▶ [SUPPLIED DATA]

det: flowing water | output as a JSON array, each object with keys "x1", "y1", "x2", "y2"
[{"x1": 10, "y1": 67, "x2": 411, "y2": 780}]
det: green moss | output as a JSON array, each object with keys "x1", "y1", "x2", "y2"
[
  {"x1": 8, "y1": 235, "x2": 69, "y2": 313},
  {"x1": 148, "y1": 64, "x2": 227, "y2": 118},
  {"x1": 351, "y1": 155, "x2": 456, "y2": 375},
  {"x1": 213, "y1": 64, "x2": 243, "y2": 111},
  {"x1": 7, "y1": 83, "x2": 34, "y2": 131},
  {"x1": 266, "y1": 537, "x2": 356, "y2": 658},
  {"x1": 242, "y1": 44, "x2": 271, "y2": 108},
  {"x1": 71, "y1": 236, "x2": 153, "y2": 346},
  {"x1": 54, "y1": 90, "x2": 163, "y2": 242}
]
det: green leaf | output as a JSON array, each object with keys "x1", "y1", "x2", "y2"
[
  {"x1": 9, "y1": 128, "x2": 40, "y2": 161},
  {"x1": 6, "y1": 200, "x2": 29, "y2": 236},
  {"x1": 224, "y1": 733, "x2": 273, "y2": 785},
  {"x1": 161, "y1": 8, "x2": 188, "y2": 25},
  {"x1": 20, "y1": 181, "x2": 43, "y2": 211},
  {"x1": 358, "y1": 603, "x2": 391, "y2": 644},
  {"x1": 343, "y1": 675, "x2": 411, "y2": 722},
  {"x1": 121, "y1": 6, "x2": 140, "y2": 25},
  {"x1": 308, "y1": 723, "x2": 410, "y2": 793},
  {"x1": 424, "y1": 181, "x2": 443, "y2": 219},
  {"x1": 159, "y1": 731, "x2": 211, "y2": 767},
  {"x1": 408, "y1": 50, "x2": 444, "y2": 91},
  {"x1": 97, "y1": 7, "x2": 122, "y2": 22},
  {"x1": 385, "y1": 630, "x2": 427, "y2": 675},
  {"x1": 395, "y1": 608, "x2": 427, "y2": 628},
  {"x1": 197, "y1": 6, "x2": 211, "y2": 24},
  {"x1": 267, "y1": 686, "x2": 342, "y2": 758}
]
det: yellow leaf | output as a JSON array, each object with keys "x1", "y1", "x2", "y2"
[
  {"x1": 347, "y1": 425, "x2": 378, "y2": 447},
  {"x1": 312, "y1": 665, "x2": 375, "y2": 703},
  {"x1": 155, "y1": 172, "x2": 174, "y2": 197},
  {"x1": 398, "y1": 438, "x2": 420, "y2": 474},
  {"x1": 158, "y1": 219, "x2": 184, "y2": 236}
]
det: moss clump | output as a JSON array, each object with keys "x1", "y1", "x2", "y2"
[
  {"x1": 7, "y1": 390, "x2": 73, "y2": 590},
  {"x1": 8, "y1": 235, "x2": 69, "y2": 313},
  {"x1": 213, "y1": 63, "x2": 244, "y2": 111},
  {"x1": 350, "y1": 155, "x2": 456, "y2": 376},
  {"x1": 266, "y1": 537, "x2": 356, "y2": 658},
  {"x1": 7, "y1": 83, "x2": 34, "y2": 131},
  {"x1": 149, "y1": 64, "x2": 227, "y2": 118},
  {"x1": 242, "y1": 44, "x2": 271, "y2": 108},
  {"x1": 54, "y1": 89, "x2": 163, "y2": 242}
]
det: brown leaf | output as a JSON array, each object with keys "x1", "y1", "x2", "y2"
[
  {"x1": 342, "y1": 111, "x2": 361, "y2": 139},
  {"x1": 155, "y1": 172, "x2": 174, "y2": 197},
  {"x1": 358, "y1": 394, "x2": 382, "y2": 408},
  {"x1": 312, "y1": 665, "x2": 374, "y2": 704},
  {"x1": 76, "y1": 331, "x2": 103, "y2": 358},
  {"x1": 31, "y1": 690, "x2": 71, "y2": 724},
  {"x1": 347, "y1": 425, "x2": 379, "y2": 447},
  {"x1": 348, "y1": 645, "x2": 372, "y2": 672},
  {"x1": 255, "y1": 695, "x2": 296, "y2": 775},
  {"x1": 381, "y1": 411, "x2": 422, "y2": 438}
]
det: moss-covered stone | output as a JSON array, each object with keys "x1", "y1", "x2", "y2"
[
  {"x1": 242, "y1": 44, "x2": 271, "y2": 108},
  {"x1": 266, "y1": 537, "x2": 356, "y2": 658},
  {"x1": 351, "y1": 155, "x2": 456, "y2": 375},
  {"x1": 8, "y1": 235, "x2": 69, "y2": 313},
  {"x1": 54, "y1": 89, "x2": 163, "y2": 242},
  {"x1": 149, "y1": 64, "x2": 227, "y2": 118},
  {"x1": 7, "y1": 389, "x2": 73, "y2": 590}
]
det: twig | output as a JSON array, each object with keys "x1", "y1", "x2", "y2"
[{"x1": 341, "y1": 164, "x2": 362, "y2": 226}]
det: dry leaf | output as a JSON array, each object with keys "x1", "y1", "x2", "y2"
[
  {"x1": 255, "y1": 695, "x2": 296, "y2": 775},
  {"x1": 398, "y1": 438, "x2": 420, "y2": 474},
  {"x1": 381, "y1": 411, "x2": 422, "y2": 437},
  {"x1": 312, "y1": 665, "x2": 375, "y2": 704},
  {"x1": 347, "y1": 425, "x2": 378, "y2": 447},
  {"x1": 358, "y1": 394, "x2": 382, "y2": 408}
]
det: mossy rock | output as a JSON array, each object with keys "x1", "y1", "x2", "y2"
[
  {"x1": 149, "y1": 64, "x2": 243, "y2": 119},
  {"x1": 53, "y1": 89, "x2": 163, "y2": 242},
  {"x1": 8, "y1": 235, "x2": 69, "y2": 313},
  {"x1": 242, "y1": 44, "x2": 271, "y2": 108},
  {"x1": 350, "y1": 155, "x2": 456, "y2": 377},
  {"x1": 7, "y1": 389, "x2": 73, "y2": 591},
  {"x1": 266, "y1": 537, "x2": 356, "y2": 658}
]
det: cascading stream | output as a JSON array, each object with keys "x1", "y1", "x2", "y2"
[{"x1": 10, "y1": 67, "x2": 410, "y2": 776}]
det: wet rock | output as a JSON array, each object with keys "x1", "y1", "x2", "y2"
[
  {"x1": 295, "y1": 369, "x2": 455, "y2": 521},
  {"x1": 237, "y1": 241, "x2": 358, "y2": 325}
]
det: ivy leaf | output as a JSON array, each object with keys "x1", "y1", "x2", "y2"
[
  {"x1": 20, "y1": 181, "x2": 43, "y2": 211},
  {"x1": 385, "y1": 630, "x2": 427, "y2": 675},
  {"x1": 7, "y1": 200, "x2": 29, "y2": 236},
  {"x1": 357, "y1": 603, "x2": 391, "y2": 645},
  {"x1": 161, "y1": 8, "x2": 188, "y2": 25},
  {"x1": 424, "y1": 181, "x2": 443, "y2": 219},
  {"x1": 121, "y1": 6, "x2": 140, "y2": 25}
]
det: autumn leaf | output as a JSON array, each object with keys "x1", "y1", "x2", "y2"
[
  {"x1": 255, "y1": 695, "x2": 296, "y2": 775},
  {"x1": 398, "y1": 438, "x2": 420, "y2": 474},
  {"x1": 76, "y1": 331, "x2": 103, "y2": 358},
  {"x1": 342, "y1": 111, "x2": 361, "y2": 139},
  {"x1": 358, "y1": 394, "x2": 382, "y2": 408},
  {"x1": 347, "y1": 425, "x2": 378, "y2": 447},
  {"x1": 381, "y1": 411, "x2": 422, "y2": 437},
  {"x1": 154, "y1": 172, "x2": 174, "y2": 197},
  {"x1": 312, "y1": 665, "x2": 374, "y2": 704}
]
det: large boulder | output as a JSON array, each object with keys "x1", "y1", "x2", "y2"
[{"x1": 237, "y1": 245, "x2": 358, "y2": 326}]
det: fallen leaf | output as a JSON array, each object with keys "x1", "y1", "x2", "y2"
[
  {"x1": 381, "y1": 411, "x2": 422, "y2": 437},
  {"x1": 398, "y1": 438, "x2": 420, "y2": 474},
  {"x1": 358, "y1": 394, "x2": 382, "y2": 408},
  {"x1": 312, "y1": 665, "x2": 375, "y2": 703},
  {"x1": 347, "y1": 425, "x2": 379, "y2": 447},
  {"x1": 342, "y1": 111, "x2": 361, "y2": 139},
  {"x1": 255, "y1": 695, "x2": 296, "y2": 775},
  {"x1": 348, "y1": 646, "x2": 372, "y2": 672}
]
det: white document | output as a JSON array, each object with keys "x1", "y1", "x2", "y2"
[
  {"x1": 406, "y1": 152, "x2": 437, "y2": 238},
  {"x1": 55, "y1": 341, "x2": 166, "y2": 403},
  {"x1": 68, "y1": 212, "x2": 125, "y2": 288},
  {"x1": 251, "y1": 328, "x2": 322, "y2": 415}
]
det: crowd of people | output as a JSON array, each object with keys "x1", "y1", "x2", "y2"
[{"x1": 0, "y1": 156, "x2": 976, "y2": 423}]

▶ [TASK DIRECTIONS]
Copy out each line above that contains the word "green".

▶ [TASK ANSWER]
det: green moss | output as a JSON array, each object with keys "x1", "y1", "x2", "y2"
det: green leaf | output as a JSON array, each object with keys "x1", "y1", "x2", "y2"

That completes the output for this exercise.